**What is being asked**
Find each line in the data below that contains the string "hair" and copy those lines out. Case counts.

[START Data shown]

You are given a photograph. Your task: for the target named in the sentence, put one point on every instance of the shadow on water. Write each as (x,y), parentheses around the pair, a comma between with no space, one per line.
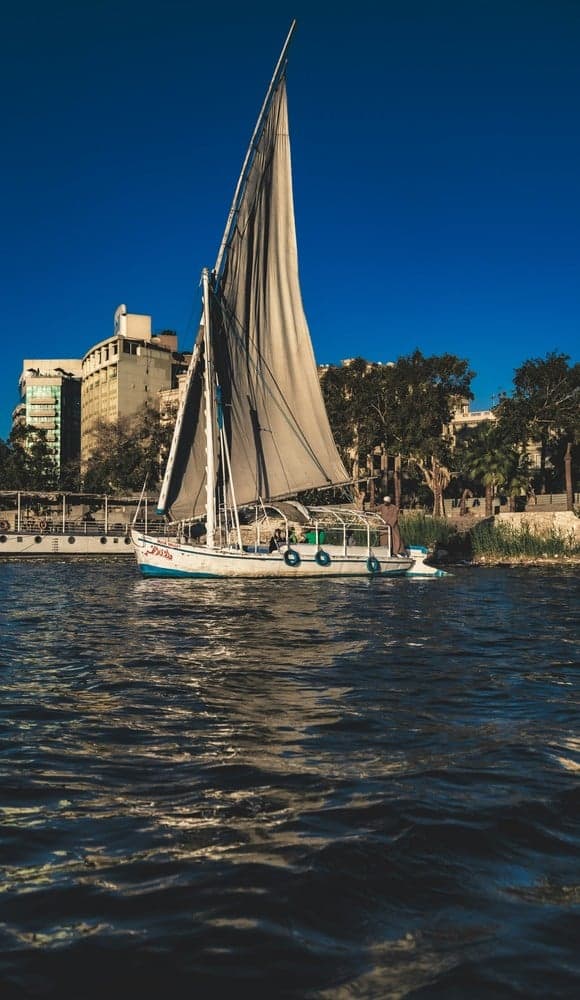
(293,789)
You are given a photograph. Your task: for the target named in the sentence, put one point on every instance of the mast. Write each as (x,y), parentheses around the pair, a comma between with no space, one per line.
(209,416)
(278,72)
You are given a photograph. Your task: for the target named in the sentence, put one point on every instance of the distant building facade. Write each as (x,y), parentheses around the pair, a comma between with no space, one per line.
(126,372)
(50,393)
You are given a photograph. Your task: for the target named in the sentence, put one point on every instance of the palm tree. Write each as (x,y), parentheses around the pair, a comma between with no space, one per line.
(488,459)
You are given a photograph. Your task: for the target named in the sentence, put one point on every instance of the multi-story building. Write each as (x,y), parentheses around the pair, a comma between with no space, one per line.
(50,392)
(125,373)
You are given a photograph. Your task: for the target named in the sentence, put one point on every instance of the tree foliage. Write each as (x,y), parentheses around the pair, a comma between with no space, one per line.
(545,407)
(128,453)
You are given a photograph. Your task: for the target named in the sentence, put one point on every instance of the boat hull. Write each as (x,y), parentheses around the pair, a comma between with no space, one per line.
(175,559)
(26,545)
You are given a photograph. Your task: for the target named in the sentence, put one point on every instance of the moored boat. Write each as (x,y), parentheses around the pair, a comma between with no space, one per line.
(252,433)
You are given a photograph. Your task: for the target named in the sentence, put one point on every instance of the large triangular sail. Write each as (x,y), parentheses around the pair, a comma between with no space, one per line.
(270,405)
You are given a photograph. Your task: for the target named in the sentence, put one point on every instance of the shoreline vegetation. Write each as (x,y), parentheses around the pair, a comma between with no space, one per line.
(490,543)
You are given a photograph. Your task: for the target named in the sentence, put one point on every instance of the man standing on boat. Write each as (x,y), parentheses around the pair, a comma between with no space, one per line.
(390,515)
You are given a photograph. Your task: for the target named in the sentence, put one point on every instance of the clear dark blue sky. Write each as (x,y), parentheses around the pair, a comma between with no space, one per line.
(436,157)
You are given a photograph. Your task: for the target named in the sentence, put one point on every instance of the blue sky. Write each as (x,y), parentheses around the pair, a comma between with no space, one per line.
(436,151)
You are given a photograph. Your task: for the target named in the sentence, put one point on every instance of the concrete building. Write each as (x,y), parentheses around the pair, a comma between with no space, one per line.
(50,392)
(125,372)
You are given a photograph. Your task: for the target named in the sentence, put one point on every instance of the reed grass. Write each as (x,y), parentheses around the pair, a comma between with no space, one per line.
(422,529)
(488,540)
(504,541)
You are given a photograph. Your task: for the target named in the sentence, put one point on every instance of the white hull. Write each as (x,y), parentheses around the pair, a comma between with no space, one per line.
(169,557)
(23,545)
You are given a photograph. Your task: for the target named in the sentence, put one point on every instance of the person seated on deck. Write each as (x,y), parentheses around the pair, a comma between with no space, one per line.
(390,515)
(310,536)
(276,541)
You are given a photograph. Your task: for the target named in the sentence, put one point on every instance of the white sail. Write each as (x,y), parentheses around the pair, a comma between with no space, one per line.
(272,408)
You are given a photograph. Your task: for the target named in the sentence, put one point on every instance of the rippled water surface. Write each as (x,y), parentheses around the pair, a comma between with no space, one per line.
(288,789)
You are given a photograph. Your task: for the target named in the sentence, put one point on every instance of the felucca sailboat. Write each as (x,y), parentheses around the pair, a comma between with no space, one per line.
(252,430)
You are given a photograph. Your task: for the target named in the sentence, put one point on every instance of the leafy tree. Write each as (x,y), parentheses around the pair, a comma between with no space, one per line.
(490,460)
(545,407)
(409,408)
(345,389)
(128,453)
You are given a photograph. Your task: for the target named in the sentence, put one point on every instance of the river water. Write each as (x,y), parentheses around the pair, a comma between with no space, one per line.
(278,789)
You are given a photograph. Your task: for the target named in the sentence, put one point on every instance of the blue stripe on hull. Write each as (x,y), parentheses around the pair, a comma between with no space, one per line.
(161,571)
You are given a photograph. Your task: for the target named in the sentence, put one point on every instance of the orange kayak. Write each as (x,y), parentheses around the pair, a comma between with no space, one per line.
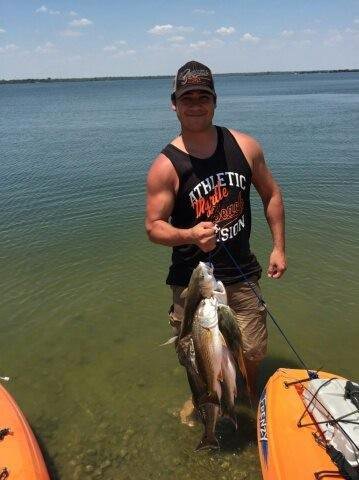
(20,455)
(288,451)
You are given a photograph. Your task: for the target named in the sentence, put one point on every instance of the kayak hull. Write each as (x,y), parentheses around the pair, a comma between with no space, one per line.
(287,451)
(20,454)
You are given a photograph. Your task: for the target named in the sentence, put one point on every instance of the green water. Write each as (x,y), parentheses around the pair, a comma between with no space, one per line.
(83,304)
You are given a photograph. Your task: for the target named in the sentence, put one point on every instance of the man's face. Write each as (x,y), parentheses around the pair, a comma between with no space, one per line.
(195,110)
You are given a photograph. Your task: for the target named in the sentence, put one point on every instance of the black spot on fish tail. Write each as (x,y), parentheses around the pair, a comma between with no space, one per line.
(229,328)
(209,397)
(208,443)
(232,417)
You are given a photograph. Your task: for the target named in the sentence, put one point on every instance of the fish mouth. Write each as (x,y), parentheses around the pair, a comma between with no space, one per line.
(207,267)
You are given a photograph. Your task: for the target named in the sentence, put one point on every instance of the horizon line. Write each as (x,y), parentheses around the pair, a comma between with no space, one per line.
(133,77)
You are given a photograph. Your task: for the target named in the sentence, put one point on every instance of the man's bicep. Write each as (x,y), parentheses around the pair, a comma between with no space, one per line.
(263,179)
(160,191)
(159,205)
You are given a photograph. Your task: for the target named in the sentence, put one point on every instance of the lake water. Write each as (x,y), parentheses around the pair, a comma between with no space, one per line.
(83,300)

[END Data shown]
[START Data shown]

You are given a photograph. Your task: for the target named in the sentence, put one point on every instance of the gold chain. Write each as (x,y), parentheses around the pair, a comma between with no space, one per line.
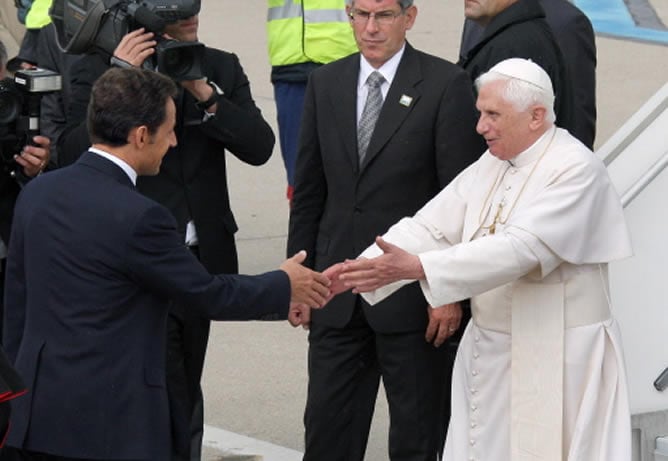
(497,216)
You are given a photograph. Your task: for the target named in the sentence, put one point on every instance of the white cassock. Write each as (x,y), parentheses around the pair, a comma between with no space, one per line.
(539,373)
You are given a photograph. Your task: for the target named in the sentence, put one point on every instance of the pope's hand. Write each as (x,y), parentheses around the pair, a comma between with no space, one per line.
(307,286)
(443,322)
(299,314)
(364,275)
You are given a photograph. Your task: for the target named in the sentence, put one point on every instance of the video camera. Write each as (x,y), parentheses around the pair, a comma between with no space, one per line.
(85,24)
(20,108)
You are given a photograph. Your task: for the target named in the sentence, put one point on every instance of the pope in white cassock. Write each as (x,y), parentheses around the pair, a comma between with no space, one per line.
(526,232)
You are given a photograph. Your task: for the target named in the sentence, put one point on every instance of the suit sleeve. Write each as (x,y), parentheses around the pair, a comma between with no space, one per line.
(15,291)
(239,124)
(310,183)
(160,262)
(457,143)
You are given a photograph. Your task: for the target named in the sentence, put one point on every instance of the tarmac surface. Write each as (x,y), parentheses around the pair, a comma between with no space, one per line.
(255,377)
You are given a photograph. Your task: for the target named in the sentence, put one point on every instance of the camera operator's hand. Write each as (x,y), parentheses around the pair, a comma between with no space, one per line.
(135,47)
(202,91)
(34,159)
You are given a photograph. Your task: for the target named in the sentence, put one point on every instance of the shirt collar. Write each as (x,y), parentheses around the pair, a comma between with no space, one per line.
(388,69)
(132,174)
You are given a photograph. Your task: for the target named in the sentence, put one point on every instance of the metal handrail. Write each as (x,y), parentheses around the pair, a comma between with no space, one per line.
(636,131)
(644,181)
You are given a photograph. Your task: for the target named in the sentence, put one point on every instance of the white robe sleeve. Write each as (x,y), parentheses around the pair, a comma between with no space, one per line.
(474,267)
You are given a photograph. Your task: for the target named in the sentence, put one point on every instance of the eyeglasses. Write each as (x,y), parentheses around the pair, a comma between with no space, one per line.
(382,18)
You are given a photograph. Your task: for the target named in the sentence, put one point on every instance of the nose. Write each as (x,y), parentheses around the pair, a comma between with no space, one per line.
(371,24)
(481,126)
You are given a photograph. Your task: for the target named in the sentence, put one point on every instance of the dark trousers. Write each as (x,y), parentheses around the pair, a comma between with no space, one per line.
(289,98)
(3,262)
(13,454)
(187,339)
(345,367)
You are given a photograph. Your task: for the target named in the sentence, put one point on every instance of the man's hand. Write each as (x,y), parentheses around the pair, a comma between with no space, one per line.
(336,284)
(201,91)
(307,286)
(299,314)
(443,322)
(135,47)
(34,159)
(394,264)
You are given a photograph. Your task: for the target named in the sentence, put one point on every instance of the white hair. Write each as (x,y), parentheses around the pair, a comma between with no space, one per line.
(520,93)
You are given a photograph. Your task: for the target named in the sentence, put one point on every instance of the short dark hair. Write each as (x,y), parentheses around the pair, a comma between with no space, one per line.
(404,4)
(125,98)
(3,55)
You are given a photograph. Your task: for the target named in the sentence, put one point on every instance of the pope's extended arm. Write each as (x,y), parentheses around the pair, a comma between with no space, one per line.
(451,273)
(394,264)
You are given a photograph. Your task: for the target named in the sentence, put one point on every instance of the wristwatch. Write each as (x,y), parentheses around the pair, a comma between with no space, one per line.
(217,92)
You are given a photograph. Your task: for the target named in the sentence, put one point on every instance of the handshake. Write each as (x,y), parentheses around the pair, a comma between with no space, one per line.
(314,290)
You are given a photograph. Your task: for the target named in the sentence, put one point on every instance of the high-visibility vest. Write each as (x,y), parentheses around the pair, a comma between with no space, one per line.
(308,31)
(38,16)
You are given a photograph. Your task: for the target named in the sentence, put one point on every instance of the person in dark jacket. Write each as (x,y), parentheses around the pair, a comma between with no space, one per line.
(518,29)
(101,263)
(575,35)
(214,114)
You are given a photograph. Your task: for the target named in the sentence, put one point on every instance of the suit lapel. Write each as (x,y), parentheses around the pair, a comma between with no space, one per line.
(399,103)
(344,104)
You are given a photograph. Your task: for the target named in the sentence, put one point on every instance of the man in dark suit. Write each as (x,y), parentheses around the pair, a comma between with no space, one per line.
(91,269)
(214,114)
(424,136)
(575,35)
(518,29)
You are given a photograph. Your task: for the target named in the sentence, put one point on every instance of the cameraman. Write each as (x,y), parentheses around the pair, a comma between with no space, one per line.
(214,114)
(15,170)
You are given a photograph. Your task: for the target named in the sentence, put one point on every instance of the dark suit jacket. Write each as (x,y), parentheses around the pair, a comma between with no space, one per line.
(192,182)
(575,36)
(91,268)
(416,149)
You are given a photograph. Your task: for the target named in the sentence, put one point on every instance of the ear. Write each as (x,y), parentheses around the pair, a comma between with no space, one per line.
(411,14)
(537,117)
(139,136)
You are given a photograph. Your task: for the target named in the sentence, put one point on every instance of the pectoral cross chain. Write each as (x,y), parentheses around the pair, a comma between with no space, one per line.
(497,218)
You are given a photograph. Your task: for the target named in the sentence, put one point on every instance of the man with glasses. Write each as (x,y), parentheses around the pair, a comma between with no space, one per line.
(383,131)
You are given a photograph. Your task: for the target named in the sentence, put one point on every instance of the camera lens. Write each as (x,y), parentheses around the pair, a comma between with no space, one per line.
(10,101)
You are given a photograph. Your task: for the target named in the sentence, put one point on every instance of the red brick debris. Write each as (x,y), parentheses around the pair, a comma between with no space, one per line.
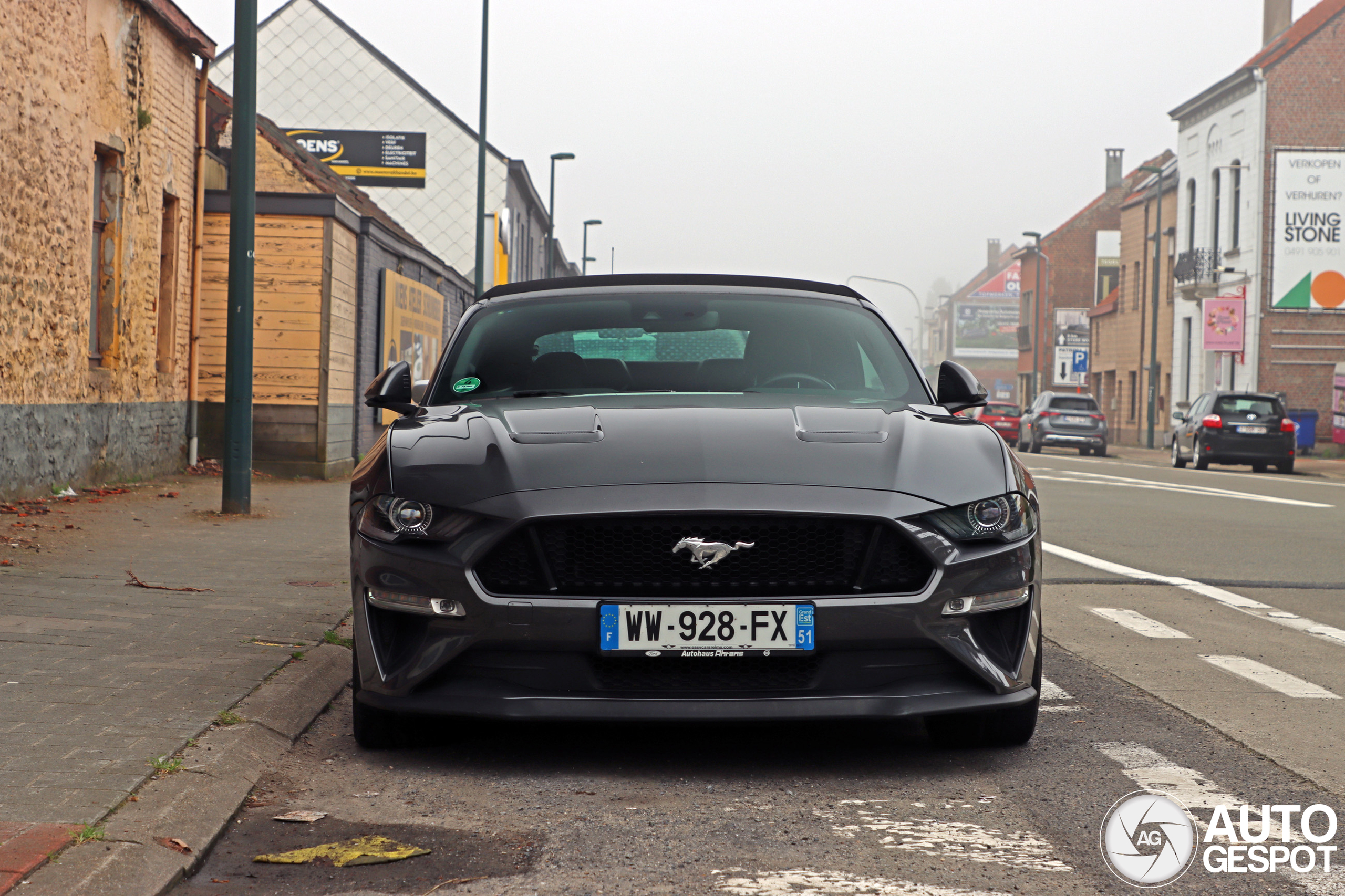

[END Data shown]

**Solved exercise**
You are given a photograph. Your task: for the target named in the sentence, put one point on every instance of the white hair. Write each as (x,y), parentheses around the pair, a comma between with no space, one per line.
You are given a photograph. Your task: for the target named in the sentence, put one point on every instance of the short dark hair. Write each as (x,y), parentheses around the pair, a comma between with no space, one per line.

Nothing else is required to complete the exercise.